Assignment ::
The records should be restated exactly from their first line through the line with "Check that each instance of the dirt" in it.

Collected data
↓↓↓

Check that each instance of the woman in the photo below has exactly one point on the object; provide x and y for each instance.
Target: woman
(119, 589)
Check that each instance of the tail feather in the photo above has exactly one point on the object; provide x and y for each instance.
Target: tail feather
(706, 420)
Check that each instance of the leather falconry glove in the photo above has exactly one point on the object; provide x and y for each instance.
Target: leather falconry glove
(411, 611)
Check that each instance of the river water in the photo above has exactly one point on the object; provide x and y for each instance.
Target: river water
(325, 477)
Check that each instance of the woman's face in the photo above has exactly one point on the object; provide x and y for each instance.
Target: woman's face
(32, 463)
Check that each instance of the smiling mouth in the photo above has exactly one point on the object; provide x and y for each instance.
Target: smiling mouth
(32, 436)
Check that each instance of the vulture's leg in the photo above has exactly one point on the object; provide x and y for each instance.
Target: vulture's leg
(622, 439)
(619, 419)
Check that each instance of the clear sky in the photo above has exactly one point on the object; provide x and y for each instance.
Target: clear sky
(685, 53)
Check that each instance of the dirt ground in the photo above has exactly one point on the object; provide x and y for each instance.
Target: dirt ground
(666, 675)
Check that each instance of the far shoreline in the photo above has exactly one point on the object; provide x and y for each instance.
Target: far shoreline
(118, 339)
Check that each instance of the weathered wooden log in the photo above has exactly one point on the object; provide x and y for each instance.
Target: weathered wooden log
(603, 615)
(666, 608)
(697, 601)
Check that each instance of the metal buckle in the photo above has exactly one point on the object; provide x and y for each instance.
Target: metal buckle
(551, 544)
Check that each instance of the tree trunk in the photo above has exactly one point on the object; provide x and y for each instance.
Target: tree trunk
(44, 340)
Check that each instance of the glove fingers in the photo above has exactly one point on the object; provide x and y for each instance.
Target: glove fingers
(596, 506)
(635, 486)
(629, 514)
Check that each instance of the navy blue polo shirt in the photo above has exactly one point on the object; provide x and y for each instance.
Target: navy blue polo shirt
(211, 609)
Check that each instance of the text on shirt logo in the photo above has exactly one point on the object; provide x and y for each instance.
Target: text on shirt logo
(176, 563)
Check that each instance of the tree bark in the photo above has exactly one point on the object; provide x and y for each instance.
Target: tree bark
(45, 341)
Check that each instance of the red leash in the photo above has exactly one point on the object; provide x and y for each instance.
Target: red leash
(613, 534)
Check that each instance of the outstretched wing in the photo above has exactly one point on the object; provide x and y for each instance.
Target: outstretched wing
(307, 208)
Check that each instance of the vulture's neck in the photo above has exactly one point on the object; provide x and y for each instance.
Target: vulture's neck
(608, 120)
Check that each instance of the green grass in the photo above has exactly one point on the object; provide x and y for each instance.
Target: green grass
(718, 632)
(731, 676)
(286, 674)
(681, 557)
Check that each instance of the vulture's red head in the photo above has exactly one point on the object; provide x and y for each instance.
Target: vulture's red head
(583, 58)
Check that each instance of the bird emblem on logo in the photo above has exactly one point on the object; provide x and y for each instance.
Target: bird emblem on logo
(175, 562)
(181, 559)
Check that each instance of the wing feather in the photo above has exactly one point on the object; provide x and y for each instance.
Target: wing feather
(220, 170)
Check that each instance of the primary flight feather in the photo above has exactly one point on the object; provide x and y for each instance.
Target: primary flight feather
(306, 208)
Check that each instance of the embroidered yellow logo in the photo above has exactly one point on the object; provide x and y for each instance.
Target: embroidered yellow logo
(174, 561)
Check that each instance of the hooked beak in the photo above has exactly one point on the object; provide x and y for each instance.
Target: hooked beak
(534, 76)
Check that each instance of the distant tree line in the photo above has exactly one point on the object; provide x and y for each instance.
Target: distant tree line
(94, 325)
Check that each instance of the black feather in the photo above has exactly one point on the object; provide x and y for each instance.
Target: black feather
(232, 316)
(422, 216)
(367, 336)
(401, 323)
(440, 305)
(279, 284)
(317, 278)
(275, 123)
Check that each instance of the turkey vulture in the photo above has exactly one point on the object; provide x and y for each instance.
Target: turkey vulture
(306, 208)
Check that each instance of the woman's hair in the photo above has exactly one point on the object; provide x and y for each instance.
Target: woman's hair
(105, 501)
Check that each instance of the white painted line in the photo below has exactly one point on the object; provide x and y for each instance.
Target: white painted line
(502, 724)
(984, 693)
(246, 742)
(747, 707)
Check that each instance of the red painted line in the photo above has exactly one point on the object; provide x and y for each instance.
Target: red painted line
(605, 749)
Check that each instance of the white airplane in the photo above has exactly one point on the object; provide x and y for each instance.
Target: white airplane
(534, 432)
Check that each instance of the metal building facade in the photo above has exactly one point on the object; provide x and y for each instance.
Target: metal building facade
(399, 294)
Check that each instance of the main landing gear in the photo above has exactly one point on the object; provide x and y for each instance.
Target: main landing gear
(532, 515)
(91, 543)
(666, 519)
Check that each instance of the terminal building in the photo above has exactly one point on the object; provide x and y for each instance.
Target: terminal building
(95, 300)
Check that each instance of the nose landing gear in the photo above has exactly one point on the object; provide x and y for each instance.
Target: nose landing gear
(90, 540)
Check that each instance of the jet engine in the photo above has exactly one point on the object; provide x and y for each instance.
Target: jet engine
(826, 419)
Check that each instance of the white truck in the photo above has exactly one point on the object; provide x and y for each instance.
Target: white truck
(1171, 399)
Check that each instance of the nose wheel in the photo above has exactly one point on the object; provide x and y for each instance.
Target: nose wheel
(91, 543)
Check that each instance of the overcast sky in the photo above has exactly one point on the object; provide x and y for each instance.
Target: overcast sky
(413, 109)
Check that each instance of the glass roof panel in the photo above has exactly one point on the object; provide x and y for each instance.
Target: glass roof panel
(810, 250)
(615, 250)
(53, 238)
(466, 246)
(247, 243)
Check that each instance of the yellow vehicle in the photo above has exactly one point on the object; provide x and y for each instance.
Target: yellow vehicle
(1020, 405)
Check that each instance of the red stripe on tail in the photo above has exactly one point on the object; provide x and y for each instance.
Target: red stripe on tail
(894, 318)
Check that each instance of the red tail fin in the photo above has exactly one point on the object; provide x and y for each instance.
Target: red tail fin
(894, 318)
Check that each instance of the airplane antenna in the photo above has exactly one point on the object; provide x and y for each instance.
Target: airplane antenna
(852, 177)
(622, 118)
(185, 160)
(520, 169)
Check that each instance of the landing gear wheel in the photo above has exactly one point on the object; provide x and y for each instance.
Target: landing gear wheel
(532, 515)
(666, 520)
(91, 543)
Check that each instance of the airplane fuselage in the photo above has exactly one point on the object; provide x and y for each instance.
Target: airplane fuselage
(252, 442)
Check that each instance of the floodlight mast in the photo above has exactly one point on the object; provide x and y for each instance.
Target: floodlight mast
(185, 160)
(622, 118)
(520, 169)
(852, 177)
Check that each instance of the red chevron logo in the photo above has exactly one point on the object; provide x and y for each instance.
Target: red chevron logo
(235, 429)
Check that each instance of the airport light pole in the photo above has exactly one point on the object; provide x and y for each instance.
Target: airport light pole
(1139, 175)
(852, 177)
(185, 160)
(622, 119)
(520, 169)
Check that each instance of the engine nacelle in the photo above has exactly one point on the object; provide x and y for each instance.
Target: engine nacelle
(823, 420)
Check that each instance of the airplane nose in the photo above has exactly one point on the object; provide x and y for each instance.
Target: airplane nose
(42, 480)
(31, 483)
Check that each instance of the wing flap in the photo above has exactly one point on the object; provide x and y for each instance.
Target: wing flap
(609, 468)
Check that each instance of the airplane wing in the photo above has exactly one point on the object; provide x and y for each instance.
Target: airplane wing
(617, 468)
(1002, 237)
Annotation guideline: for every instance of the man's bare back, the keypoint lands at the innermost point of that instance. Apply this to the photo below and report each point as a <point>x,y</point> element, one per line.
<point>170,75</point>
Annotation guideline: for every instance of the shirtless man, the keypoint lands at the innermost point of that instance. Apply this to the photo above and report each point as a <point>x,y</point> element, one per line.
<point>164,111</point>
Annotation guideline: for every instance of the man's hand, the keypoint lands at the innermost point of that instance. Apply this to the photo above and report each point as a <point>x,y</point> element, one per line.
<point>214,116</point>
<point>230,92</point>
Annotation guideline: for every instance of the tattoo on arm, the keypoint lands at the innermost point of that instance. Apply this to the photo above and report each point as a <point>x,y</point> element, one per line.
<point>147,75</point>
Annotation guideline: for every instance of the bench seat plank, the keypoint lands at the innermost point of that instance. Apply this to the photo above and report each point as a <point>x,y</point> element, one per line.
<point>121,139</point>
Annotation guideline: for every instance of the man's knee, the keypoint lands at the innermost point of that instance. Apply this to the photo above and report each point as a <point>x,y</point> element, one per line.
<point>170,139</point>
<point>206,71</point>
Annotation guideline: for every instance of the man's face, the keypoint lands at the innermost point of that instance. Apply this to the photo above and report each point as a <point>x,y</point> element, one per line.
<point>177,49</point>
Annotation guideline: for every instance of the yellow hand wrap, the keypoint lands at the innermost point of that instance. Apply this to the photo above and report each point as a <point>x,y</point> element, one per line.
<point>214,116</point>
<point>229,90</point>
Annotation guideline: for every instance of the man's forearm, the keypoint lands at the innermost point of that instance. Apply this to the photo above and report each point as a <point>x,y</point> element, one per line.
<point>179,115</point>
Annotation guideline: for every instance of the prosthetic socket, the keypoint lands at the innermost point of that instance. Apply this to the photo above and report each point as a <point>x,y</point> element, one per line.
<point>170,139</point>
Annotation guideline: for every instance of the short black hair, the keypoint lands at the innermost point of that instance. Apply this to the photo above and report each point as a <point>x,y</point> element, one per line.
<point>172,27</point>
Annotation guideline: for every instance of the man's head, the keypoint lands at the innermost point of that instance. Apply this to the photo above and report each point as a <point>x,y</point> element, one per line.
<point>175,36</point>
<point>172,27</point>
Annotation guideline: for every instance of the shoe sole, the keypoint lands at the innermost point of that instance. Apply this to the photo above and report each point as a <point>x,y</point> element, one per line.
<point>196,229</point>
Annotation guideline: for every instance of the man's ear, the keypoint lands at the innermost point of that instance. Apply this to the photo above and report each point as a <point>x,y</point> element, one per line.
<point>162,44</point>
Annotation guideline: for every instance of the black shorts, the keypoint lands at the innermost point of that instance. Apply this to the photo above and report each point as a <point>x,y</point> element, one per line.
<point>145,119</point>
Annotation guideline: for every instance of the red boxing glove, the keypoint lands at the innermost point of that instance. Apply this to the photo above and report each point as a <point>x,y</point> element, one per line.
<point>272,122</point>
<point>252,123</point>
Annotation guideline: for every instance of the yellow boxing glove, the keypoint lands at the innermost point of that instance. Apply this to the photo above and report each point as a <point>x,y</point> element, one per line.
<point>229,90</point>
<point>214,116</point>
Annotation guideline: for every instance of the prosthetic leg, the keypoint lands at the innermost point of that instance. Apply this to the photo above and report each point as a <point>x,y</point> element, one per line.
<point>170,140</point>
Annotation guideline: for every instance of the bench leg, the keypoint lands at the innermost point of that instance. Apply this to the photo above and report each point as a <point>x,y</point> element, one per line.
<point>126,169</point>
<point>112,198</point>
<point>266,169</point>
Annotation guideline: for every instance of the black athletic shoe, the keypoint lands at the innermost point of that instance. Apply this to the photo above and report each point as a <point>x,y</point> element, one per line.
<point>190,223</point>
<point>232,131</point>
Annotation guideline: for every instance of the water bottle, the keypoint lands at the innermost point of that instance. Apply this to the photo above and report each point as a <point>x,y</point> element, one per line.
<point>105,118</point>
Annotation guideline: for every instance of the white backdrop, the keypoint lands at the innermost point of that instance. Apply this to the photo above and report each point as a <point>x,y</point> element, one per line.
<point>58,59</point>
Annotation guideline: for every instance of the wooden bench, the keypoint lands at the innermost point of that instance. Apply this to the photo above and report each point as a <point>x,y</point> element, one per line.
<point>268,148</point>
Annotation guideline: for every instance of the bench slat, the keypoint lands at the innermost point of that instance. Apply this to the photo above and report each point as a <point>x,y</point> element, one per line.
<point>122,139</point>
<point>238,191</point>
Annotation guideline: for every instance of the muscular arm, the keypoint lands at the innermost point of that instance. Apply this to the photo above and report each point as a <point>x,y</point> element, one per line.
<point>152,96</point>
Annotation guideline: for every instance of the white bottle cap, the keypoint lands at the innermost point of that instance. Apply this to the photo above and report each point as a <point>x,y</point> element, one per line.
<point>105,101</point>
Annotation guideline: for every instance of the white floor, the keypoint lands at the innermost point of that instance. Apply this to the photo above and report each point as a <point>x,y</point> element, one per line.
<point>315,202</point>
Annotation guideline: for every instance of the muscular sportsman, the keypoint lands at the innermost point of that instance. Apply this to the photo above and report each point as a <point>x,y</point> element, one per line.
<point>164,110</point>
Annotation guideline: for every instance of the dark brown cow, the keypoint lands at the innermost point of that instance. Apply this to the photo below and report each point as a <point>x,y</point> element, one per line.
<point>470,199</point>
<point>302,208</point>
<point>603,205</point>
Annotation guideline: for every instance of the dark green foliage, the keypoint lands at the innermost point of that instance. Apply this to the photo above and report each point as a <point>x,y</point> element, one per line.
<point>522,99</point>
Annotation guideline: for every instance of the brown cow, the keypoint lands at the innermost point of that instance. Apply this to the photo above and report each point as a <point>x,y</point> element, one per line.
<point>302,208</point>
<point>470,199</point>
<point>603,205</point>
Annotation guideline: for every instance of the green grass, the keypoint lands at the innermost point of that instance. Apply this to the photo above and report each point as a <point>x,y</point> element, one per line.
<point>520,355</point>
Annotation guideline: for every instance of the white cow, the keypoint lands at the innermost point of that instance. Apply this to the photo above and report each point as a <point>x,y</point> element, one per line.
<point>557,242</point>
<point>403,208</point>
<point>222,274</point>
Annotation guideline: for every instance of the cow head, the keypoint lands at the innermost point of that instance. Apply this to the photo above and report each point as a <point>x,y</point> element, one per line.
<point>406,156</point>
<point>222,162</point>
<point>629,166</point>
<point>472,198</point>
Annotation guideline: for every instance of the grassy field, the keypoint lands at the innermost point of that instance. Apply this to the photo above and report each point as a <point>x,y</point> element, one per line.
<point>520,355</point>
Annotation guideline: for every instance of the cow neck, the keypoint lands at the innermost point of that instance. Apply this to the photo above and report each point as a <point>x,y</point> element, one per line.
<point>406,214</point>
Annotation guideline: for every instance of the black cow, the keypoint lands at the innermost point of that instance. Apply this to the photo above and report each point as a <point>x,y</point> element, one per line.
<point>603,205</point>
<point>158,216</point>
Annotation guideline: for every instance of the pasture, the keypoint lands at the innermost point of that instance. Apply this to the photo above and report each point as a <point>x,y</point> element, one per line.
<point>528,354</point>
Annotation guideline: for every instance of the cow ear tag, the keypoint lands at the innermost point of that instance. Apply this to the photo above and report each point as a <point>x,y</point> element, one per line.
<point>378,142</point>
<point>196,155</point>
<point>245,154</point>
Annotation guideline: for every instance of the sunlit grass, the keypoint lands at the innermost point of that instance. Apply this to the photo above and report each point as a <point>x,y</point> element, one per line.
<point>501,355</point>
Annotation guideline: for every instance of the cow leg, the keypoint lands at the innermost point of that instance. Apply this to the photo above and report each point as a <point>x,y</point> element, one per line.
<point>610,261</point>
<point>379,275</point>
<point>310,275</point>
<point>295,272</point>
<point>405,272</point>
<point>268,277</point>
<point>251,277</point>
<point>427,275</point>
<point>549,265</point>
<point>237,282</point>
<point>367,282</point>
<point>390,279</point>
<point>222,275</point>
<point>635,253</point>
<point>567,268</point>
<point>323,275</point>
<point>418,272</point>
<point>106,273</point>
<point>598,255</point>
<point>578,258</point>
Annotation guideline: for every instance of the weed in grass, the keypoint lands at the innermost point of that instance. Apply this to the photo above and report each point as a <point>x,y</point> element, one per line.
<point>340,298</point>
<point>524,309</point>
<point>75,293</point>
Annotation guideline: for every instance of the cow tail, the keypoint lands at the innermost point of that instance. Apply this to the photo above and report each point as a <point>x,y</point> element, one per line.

↑↑↑

Expected answer ::
Check that each instance of the woman in the photo below has exactly one point on the object; provide x and y for each instance.
Target: woman
(119, 589)
Check that each instance of the tail feather in the photo above has exactly one point on the object; provide x and y for each instance.
Target: tail feather
(706, 420)
Check that each instance of the leather falconry glove in the photo above has exactly one point on the object; provide x and y for each instance.
Target: leather falconry glove
(411, 611)
Check that each instance of the river water in the photo above has exactly one point on the object; provide x and y for each instance.
Target: river water
(325, 477)
Check that each instance of the woman's face in the photo above has exactly one point on the object; provide x and y for each instance.
Target: woman's face
(32, 463)
Check that each instance of the smiling mouth in the photo above has exactly one point on the object; provide x and y for each instance.
Target: smiling mouth
(32, 436)
Check that each instance of the vulture's leg in the photo above has exactly one point on the object; provide x and y for each instance.
Target: vulture's leg
(622, 439)
(619, 419)
Check that each instance of the clear sky in the photo above has exactly one point on the object; provide x and y for each instance.
Target: clear sky
(685, 53)
Check that each instance of the dirt ground in the photo above has exactly one point on the object; provide x and y for each instance.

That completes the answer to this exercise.